▶ [DATASET ENTRIES]
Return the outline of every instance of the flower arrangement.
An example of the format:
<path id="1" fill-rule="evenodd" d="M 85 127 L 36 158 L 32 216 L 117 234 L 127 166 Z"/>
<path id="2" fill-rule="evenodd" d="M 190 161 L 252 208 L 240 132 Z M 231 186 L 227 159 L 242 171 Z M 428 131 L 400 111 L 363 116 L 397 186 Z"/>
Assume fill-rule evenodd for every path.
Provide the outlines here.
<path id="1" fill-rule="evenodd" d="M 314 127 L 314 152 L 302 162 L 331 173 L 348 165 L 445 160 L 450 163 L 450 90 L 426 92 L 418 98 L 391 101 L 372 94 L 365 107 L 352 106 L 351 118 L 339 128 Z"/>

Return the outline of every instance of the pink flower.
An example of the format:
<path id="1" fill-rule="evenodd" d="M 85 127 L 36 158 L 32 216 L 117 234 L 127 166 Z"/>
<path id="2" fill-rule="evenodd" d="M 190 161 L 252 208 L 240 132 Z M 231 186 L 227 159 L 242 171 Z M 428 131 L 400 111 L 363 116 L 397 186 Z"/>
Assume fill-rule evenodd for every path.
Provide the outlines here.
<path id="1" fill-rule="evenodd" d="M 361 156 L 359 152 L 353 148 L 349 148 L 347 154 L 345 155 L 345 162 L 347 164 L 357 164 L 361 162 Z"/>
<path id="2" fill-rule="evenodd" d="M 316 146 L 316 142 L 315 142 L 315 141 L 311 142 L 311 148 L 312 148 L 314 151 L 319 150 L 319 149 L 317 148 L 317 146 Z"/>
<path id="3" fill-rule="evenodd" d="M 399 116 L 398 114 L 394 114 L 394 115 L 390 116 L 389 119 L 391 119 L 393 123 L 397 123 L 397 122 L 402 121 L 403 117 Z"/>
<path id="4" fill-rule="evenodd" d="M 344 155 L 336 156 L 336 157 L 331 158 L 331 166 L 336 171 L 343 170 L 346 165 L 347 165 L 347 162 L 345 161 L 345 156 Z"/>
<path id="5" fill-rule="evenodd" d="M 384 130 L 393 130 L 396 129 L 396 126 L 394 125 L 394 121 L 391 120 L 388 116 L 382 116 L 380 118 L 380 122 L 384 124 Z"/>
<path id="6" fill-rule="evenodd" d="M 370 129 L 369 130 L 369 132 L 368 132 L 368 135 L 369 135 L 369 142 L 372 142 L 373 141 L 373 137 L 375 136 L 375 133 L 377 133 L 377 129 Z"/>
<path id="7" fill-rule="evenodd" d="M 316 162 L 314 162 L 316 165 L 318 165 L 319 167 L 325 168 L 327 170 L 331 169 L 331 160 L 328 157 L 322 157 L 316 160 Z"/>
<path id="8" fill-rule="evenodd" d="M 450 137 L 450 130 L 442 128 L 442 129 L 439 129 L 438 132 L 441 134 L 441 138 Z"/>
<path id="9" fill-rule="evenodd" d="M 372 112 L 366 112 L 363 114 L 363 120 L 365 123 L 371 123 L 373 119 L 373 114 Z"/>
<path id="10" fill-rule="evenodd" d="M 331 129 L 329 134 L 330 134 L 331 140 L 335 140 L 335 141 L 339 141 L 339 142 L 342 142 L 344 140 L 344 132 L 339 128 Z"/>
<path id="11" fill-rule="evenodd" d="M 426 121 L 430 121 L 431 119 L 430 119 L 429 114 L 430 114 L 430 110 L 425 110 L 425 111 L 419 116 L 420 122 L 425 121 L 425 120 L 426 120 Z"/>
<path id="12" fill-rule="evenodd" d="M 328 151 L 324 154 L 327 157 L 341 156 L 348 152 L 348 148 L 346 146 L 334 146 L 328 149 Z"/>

▶ [TASK REQUIREMENTS] Repeat the material exactly, please, so that each line matches its source.

▶ [FINISHED TASK]
Return the outline of every instance of the flower arrangement.
An example of the format:
<path id="1" fill-rule="evenodd" d="M 85 127 L 36 158 L 32 216 L 117 234 L 127 166 Z"/>
<path id="2" fill-rule="evenodd" d="M 190 161 L 252 208 L 240 132 Z M 231 186 L 227 159 L 242 171 Z M 428 131 L 400 111 L 363 116 L 397 186 Z"/>
Assume fill-rule evenodd for every path.
Provide the outlines here.
<path id="1" fill-rule="evenodd" d="M 314 127 L 314 152 L 302 162 L 331 173 L 348 165 L 445 160 L 450 163 L 450 90 L 426 92 L 418 98 L 391 101 L 372 94 L 365 107 L 352 106 L 351 118 L 339 128 Z"/>

Return the outline of every instance of the pink flower.
An example of the format:
<path id="1" fill-rule="evenodd" d="M 85 127 L 36 158 L 32 216 L 117 234 L 127 166 Z"/>
<path id="2" fill-rule="evenodd" d="M 190 161 L 252 208 L 240 132 Z M 231 186 L 227 159 L 242 171 Z M 428 131 L 400 111 L 363 116 L 397 186 Z"/>
Assume fill-rule evenodd for every path.
Provide the outlines here.
<path id="1" fill-rule="evenodd" d="M 361 156 L 359 152 L 353 148 L 349 148 L 347 154 L 345 155 L 345 162 L 347 164 L 357 164 L 361 162 Z"/>
<path id="2" fill-rule="evenodd" d="M 316 146 L 316 142 L 315 142 L 315 141 L 311 142 L 311 148 L 312 148 L 314 151 L 319 150 L 319 149 L 317 148 L 317 146 Z"/>
<path id="3" fill-rule="evenodd" d="M 399 116 L 398 114 L 394 114 L 394 115 L 390 116 L 389 119 L 391 119 L 393 123 L 397 123 L 397 122 L 402 121 L 403 117 Z"/>
<path id="4" fill-rule="evenodd" d="M 344 155 L 336 156 L 336 157 L 331 158 L 331 166 L 336 171 L 343 170 L 346 165 L 347 165 L 347 162 L 345 161 L 345 156 Z"/>
<path id="5" fill-rule="evenodd" d="M 384 130 L 393 130 L 396 129 L 396 126 L 394 125 L 394 121 L 391 120 L 388 116 L 382 116 L 380 118 L 380 122 L 384 124 Z"/>
<path id="6" fill-rule="evenodd" d="M 370 129 L 369 130 L 369 132 L 368 132 L 368 135 L 369 135 L 369 142 L 372 142 L 373 141 L 373 137 L 375 136 L 375 133 L 377 133 L 377 129 Z"/>
<path id="7" fill-rule="evenodd" d="M 316 162 L 314 162 L 316 165 L 318 165 L 319 167 L 325 168 L 327 170 L 331 169 L 331 160 L 328 157 L 322 157 L 316 160 Z"/>
<path id="8" fill-rule="evenodd" d="M 450 137 L 450 130 L 442 128 L 442 129 L 439 129 L 438 132 L 441 134 L 441 138 Z"/>
<path id="9" fill-rule="evenodd" d="M 372 112 L 366 112 L 363 114 L 363 120 L 365 123 L 371 123 L 373 119 L 373 114 Z"/>
<path id="10" fill-rule="evenodd" d="M 331 129 L 329 134 L 330 134 L 331 140 L 335 140 L 335 141 L 339 141 L 339 142 L 342 142 L 344 140 L 344 132 L 339 128 Z"/>
<path id="11" fill-rule="evenodd" d="M 426 121 L 430 121 L 431 119 L 430 119 L 429 114 L 430 114 L 430 110 L 425 110 L 425 111 L 419 116 L 420 122 L 425 121 L 425 120 L 426 120 Z"/>
<path id="12" fill-rule="evenodd" d="M 328 151 L 324 154 L 327 157 L 341 156 L 348 152 L 348 148 L 346 146 L 334 146 L 328 149 Z"/>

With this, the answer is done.